#### [Permintaan A]
Jawab pertanyaan berikut berdasarkan teks tentang kopi Aceh di bawah.
(i) Pada waktu apa kopi menjadi minuman favorit untuk disajikan di Aceh?
(ii) Berapa kali kira-kira penulis mencoba minum kopi sebelum menemukan kenikmatannya?
(iii) Bagaimana keadaan warung kopi di Banda Aceh menurut teks ini?
#### [Permintaan B]
Kumpulkan setiap baris dalam data di bawah yang memuat kata "foliage".

#### [Teks Bacaan]
______________________________
Ngomongin soal kopi, mungkin kita semua tau kalau Aceh adalah salah satu daerah penghasil kopi terbaik di indonesia. Di Aceh sendiri, kopi menjadi minuman favorit untuk disajikan di pagi ataupun malam hari.
Tradisi minum kopi di Aceh sudah menjadi tradisi turun menurun seiring perkembangan zaman. Baik muda ataupun tua, miskin ataupun kaya, semua bisa menikmati kopi dengan nyaman. Tidak ada kesenjangan sosial dalam hal menikmati kopi di kota ini.
Mungkin bagi sebagian orang kopi adalah minuman yang pahit. Saya pun dulu beranggapan begitu. Tapi, setelah saya mencoba untuk minum kopi sekitar tiga kali, saya pun menjumpai letak kenikmatan dari secangkir kopi. Dulu saya dilarang minum kopi oleh orang tua saya “jangan minum kopi nanti nggak bisa tidur” begitulah kira-kira larangannya. Terkadang saya tidak peduli, saya tetap minum kopi tanpa sepengetahuan orang tua. Walaupun kadang juga nggak bisa tidur, tapi lama kelamaan saya sudah terbiasa dengan kopi jadi nggak khawatir lagi dengan anggapan kalau minum kopi nanti nggak bisa tidur.
Oke, selesai cerita pribadi, lanjut ke Aceh dan kopinya.
Bukan hanya itu, Aceh mempunyai begitu banyak warkop di seluruh penjuru kota. Di Banda Aceh sendiri kita dapat menjumpai banyak warung kopi yang berdekatan dan anehnya semua warung kopi itu selalu penuh tiap waktu.
______________________________
#### [Data yang Diberikan]
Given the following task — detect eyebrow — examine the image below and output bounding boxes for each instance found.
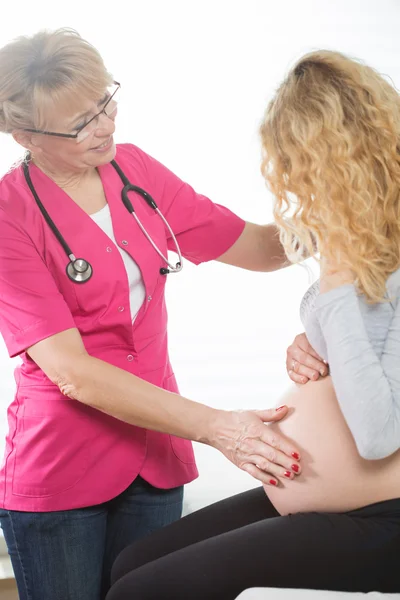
[68,92,108,127]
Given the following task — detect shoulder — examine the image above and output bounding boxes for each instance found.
[0,165,32,224]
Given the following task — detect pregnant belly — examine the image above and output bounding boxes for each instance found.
[266,377,400,514]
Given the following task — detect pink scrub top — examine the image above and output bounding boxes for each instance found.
[0,144,244,512]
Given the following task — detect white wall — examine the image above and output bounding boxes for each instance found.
[0,0,400,508]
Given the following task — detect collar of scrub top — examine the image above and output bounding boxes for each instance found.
[23,153,183,283]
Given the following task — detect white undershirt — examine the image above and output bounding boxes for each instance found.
[90,204,146,323]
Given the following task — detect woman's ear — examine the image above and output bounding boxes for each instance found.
[11,129,41,154]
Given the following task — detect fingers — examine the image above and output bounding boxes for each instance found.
[255,404,289,423]
[250,431,301,475]
[286,333,329,383]
[243,456,301,487]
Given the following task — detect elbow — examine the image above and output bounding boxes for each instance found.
[51,354,86,400]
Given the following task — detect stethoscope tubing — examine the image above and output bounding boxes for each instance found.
[23,157,182,283]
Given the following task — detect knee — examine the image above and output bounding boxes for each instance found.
[107,546,135,584]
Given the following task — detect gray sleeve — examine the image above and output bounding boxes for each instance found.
[315,284,400,460]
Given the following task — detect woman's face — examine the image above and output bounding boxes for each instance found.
[31,85,117,173]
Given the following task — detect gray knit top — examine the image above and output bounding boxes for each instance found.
[300,269,400,460]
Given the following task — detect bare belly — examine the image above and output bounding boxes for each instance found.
[266,377,400,514]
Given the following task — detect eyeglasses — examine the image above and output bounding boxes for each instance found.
[24,81,121,144]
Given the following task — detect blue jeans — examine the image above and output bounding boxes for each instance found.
[0,477,183,600]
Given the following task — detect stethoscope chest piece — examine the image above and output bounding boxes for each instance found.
[66,258,93,283]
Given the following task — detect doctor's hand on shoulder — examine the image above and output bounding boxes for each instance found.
[286,333,329,384]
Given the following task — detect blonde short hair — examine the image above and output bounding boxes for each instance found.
[0,29,112,133]
[260,50,400,302]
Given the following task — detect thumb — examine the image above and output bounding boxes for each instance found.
[253,404,289,423]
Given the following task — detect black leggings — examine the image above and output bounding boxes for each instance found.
[106,488,400,600]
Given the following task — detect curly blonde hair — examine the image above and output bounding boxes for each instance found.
[260,50,400,302]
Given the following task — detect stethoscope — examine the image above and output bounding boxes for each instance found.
[23,156,182,283]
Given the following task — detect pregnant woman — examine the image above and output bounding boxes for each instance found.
[107,51,400,600]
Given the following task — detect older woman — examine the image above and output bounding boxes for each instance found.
[107,51,400,600]
[0,30,300,600]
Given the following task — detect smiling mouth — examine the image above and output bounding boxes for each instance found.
[92,136,111,150]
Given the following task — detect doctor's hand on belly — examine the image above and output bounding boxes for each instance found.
[286,333,329,383]
[208,405,301,486]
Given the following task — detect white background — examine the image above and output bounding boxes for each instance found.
[0,0,400,509]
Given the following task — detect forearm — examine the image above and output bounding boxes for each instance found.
[316,284,400,459]
[218,223,290,272]
[255,223,291,271]
[56,354,220,443]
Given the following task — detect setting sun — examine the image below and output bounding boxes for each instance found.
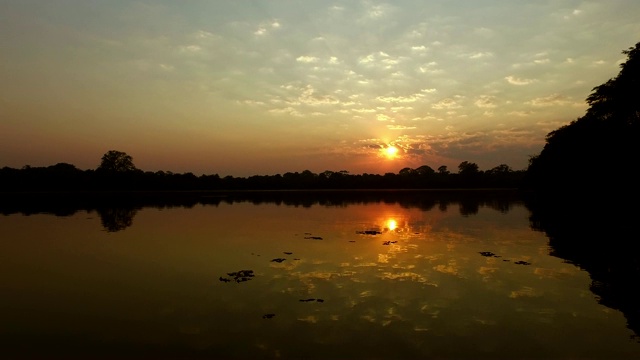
[384,145,398,159]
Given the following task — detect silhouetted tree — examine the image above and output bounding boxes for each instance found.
[96,150,137,173]
[524,43,640,196]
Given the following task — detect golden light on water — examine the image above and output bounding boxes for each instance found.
[386,219,398,231]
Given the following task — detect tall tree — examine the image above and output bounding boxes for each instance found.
[96,150,138,172]
[525,42,640,196]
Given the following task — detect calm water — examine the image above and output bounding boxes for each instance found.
[0,191,640,358]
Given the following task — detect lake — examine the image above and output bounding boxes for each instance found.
[0,191,640,359]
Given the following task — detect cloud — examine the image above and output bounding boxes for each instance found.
[376,93,424,103]
[505,75,536,85]
[387,125,416,130]
[431,98,462,110]
[468,52,493,60]
[296,55,318,63]
[525,94,569,106]
[475,95,496,108]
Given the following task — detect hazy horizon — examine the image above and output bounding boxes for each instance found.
[0,0,640,177]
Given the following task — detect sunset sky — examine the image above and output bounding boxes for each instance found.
[0,0,640,176]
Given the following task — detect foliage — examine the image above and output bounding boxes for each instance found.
[524,43,640,195]
[0,158,524,192]
[96,150,137,173]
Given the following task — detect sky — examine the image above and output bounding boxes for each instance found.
[0,0,640,176]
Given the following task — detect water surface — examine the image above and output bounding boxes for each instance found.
[0,191,640,358]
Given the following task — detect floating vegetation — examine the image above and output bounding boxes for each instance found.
[299,298,324,302]
[514,260,531,265]
[356,230,382,235]
[220,270,256,283]
[479,251,531,265]
[480,251,501,257]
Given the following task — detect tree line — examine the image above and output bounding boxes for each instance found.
[0,150,524,192]
[0,42,640,194]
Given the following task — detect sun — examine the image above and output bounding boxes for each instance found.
[383,145,398,159]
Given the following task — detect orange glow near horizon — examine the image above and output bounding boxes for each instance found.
[382,145,398,160]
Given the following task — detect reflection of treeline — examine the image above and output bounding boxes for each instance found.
[0,189,520,219]
[0,162,524,192]
[525,196,640,340]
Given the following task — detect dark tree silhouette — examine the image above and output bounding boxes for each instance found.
[96,150,137,173]
[524,43,640,196]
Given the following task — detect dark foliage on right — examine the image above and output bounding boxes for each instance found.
[524,42,640,197]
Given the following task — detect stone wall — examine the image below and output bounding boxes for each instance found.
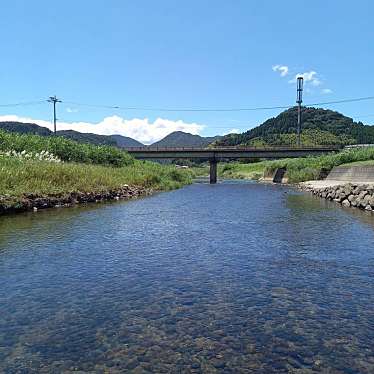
[301,183,374,211]
[326,165,374,183]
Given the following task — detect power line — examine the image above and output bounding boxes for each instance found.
[0,100,45,108]
[64,101,292,112]
[0,96,374,112]
[64,96,374,112]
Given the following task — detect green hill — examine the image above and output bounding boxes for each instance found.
[0,121,143,148]
[151,131,219,147]
[215,107,374,146]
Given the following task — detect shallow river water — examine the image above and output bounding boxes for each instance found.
[0,182,374,374]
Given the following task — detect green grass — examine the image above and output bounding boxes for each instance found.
[0,130,133,167]
[218,161,268,180]
[334,160,374,166]
[0,156,192,200]
[213,147,374,183]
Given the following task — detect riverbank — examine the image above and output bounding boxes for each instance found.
[299,181,374,211]
[0,155,193,214]
[218,147,374,184]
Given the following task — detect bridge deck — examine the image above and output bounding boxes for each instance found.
[126,146,341,184]
[126,146,341,161]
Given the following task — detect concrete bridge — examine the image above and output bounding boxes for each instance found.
[125,146,341,184]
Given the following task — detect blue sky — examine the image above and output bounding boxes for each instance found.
[0,0,374,143]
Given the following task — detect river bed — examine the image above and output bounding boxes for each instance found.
[0,181,374,374]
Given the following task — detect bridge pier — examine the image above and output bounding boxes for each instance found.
[209,159,217,184]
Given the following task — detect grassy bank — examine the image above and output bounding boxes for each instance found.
[0,156,192,200]
[219,147,374,183]
[0,130,133,167]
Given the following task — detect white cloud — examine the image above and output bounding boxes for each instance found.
[322,88,332,95]
[224,129,240,135]
[272,65,288,77]
[288,71,322,87]
[0,115,205,144]
[219,129,241,136]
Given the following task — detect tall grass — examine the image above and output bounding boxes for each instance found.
[219,147,374,183]
[0,130,134,166]
[265,147,374,183]
[0,157,192,199]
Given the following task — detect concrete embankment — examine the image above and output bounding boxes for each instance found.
[300,166,374,211]
[0,185,152,215]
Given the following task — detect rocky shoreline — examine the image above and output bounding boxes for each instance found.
[299,183,374,211]
[0,184,153,215]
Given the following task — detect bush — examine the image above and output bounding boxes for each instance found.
[0,130,134,167]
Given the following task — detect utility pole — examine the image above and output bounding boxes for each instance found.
[47,95,61,135]
[296,77,304,147]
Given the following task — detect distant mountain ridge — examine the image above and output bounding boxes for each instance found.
[215,107,374,146]
[0,121,144,148]
[0,121,220,148]
[149,131,220,147]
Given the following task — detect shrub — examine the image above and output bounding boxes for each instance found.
[0,130,134,167]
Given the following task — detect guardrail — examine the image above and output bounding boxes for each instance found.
[344,144,374,149]
[123,145,343,152]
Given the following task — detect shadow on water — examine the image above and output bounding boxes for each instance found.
[0,181,374,374]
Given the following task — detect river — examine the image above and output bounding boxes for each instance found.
[0,181,374,374]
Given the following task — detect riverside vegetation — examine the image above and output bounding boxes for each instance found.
[0,131,193,213]
[219,147,374,183]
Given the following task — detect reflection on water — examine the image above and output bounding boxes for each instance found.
[0,183,374,373]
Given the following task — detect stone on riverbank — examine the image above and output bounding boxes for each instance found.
[299,183,374,211]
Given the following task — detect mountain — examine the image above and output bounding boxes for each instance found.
[215,107,374,146]
[57,130,117,146]
[0,121,53,136]
[0,121,143,148]
[150,131,220,147]
[110,135,144,148]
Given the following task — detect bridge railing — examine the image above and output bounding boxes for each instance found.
______________________________
#### [Jawaban A]
(i) Di pagi ataupun malam hari.
(ii) Sekitar tiga kali.
(iii) Banyak warung kopi yang letaknya berdekatan, dan semuanya selalu penuh tiap waktu.

#### [Jawaban B]
Given the following task — detect foliage — examine the image above and output bounding boxes for each instance found.
Given the following task — detect dark foliage on right — examine the image above and output bounding boxes for each instance found.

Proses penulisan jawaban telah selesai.